**CON ESTA INFORMACIÓN:**
1: ¿Qué rasgos enumera el texto sobre Lo de Julio como parte de la esencia de Buenos Aires que el autor intenta poner en palabras?
2: Retoma el texto sobre Lo de Julio y continúalo a partir de su última oración.

**SEGMENTO DE TEXTO:**
····················

Muchos vecinos destrataron a Lo de Julio. Con frecuencia llamaban a la policía para cortar la música, pero no creo que fuera el ruido lo que les molestaba. Para mí esos vecinos quejosos son de otro Buenos Aires, son de un Buenos Aires que no existe, un Buenos Aires indignado que existe en la negación de la realidad. Les molestaba ver a alguien que era fiel a sí mismo y a este lugar, fiel al lugar que ambos pertenecían en este mundo, que actuaba con total libertad, que aceptaba a todo el mundo, que dejaba de lado lo que significa ser un viejo en un barrio cheto. A Julio le importaba una chota lo que conllevaba tener un bar, no atendía a las expectativas de nadie más que a las suyas. Para mí, Lo de Julio era Buenos Aires, una esencia que solo puedo intentar poner en palabras: la franqueza de la gente; la espontaneidad como rutina; sacar charla con cualquier persona; el idioma que se comparte entre todos, más allá de tu posición social, a través de la comida, la crisis, el calor, el ritual, la viveza criolla; la belleza de la suciedad y la imperfección de un lugar que tuvo y tiene vida; las contradicciones que se exhibe con orgullo, que jamás se esconde.

····················

**SEGMENTO DE DATOS:**

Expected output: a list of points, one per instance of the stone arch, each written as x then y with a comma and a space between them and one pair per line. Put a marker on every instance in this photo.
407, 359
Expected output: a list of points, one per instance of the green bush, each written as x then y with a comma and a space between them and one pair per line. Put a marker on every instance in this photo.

····················

**RESPUESTAS EN ORDEN:**
1:
- la franqueza de la gente
- la espontaneidad como rutina
- sacar charla con cualquier persona
- el idioma que se comparte entre todos, más allá de tu posición social, a través de la comida, la crisis, el calor, el ritual, la viveza criolla
- la belleza de la suciedad y la imperfección de un lugar que tuvo y tiene vida
- las contradicciones que se exhibe con orgullo, que jamás se esconde

2:
Ahora me doy cuenta que quizás llegué tarde a la fiesta. Que los vecinos quejosos avanzan cada vez más. Su ciudad vana e insípida. Muchas veces una imitación de sí misma. Cadenas de cafeterías, cadenas de pizzerías, cadenas de librerías. Una ciudad ​​indistinguible y impersonal. Esto no es Buenos Aires y jamás lo será. 

Unos meses antes del covid fui a verlo tocar a Tomi. Por poco no fui. Llovía fuerte y todos nos amuchamos abajo del toldo roto. El agua goteaba entre nosotros. Jugué con su gato, Bienvenida, que corría entre las plantas que separaban el restaurante de la calle y del resto del mundo. Me le presenté a Tomi y le dije que había ido a verlo tocar una media docena de veces, pero que verlo tocar en esa cocina significaba algo muy especial, como un cierre de un ciclo. Terminó el set con Cuando a caballo y todos cantaron juntos la parte del final, la lalala lalala lalala. 

No sabía que esa iba a ser la última vez que visitara a Julio. Dejé de ir durante la pandemia. De repente su vida se puso a la altura de su salud , y no me sentía cómodo cruzándome con él. Falleció hace unos meses. A su velorio llevé trufas de chocolate, el postre que hice la vez que le cociné, las trufas que tanto le gustaron. Hubo charlas sobre recrear Lo de Julio: un café o bar que no deja que muera su presencia. Obvio, pensé, eso es imposible. Sonreí, asentí y juré nunca volver.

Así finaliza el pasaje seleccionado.